*Required actions*.
[1] Rewrite the paragraph of the forum thread that begins "He doesn't talk about his emotions much" as a short bulleted list that keeps its main facts.
[2] In one to three sentences, explain why the writer of the forum thread says that helping the partner through anxiety and panic attacks is also helping the writer.

He doesn't talk about his emotions much, unless something triggers him. When a trigger does happen, he shuts down. I have to coax words out of him, and he shakes a lot. Sometimes he hits his head or falls down on the floor. When it's really bad, he literally passes out. (In which case I've found it's best to let him sleep it off.)

It seems to happen out of nowhere sometimes. It's scary for me and certainly for him. I want to be with him for a long time, if not the long haul, but as it stands now I'm walking on eggshells, unable to have a serious talk or ever disagree. We disagreed about doing a flea treatment the other day - I wanted to do it now, he thought it would be wise to wait until the next day, and I agreed. Then he's sitting on the side of the bed, ringing his fingers and looking very distressed. I get down and ask him what's wrong, and he's stuttering - "Did I f**** everything up? I'm sorry, I'm sorry, I'm so sorry. Am I bad for not wanting to vaccuum today? I'm sorry. I'm so sorry."

I'm usually able to help bring him back to the moment using mindfulness techniques, and once he's back, he gives me a hug, thanks me, and almost asks as if nothing happened. Which makes sense - of course you wouldn't want to linger on something terrifying that just happened.

My concerns are: He hasn't been in therapy. He says he doesn't know what his triggers are. Whenever his "episodes" (for lack of a prettier term) arise, they happen, and then it's back to normal. While I'm glad that he can recover from these.. are they going to keep happening? Is he going to keep disassociating, banging his head up, assuming the worst?

I'm no stranger to these symptoms, I have them myself. I've been in therapy for years and I've gotten a lot more under control. Being able to help him through his anxiety and panic attacks is helping me, because I've had to learn to put my issues aside and take care of his..

Still, I don't know if I'm just giving him a band-aid.. can he heal without therapy? Should I bug him to see one? (He's considering it, but keeps forgetting)
 
Good for you for all that you have done for him, I am sure it helps him to know that he has your support. However, given his trauma, he cannot heal without therapy, and even trauma therapists don't treat their own family members, least of all their spouses. I think you are right-on when you wonder if you are just "giving him a bandaid," and the very fact that you are questioning it makes me think that you know that he needs professional help. You need to also protect yourself from "compassion fatigue," which can lead to PTSD by itself. I hope this helps.
 
I am short on time now so I just want to say that I read your post. I am sorry for what you both went through.

In short - he he will not heal on his own.

I hope to post more soon.

Stay strong.
KK
 
I agree, therapy is needed. If we could heal without therapy, well, most of us would be fine by now.

I'm worried that you are putting your issues aside for him. This can work in the short run, but isn't good in the long run.

I wish you the best.
 
Yes, you can count on episodes continuing. learning his triggers will be helpful. As professional help seems necessary, the choice needs to be his. A lot of times, someone needs to hit bottom, before they risk asking for help. I know I did. The old saying, you can lead a horse to water but ....
 
I agree with all the votes for him going into therapy. The sad part (for me, at least) about dealing with this type of thing is that every time I think I have it licked and won't meltdown again, something else comes up to bite me in the arse. And I'm in therapy! But, that being said, the meltdowns have changed and gotten better to some extent, so in all likelihood, therapy would help him deal with his triggers better, as it will help him understand where they're going from... and ease things on you!

That's great that you are in therapy, but, as they tend to say in therapy, you gotta put the oxygen mask on yourself first before you help others... and it sounds like you're wavering some on this. (And yes, in my opinion, you're giving him a band aid *and* putting it on and making sure it heals. It sounds like it's time for him to start doing that himself.) As a sufferer who's also been in a relationship with someone with PTSD, I know it's hard, but you need to remember that him going to therapy will help him (and you) in the long run.

*Provided material*.
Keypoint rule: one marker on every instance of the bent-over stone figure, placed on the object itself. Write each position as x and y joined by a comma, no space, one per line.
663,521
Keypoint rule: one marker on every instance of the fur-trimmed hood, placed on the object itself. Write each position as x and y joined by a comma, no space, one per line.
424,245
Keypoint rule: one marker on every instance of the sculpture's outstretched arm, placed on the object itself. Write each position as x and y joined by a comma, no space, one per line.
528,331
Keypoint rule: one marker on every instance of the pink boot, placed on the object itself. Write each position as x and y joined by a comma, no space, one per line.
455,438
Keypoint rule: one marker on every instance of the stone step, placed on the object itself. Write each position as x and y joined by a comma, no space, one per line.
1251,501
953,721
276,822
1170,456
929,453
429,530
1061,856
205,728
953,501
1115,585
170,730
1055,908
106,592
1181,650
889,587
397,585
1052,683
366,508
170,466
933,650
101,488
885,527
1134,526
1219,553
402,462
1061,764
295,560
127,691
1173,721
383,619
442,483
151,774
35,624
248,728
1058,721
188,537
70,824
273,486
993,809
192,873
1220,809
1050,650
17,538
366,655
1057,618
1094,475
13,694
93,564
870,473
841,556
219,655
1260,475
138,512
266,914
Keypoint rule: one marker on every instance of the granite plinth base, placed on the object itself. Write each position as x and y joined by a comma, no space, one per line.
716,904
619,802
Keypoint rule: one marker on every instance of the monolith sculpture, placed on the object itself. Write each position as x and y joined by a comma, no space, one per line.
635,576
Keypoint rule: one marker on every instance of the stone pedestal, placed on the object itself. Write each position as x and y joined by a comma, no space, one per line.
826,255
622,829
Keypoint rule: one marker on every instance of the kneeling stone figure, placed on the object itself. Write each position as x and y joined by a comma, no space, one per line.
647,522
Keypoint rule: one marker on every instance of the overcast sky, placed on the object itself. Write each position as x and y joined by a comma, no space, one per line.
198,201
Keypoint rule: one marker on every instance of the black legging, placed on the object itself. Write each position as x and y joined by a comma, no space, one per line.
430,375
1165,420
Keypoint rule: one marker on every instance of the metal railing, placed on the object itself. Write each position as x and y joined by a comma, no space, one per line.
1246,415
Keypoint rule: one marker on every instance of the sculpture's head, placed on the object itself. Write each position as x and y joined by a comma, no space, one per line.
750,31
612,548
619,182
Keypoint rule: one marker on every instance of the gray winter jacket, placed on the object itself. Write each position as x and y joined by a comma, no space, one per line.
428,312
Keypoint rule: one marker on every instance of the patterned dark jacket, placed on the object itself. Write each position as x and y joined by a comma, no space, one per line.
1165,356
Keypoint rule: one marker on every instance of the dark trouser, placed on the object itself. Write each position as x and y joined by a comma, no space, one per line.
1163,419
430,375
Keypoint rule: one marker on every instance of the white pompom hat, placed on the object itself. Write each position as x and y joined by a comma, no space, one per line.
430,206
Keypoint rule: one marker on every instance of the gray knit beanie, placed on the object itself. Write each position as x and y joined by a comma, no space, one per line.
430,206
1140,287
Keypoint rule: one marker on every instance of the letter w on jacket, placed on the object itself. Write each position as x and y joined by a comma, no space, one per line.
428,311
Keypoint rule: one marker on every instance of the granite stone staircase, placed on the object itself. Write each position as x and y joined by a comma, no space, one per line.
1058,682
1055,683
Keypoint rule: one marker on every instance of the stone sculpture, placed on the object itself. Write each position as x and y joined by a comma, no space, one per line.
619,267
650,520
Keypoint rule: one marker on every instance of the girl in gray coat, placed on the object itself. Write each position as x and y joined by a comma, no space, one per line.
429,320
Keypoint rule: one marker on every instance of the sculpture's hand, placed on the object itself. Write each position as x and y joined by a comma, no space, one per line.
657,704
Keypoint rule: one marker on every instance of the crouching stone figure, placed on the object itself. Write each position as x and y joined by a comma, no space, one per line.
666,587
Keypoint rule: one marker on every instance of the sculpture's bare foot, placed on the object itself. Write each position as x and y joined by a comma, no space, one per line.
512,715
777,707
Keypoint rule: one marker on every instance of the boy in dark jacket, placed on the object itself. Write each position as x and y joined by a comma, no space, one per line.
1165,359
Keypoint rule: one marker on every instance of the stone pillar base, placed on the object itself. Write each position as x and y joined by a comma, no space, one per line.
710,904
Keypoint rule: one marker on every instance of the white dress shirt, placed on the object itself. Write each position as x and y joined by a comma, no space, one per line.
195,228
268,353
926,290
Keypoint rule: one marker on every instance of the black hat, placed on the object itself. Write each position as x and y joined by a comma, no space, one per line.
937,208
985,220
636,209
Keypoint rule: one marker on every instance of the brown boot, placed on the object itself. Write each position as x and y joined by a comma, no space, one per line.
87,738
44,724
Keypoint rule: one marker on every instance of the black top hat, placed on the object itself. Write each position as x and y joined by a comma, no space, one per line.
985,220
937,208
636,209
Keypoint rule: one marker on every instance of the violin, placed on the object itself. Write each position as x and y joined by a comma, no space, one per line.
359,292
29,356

*Answers for the tasks*.
[1]
- He rarely talks about his emotions unless something triggers him.
- When triggered, he shuts down, speaks only when coaxed, and shakes a lot.
- Sometimes he hits his head or falls to the floor.
- At worst he passes out, and the writer finds it best to let him sleep it off.

[2] Helping him has required the writer to learn to put personal issues aside and take care of his.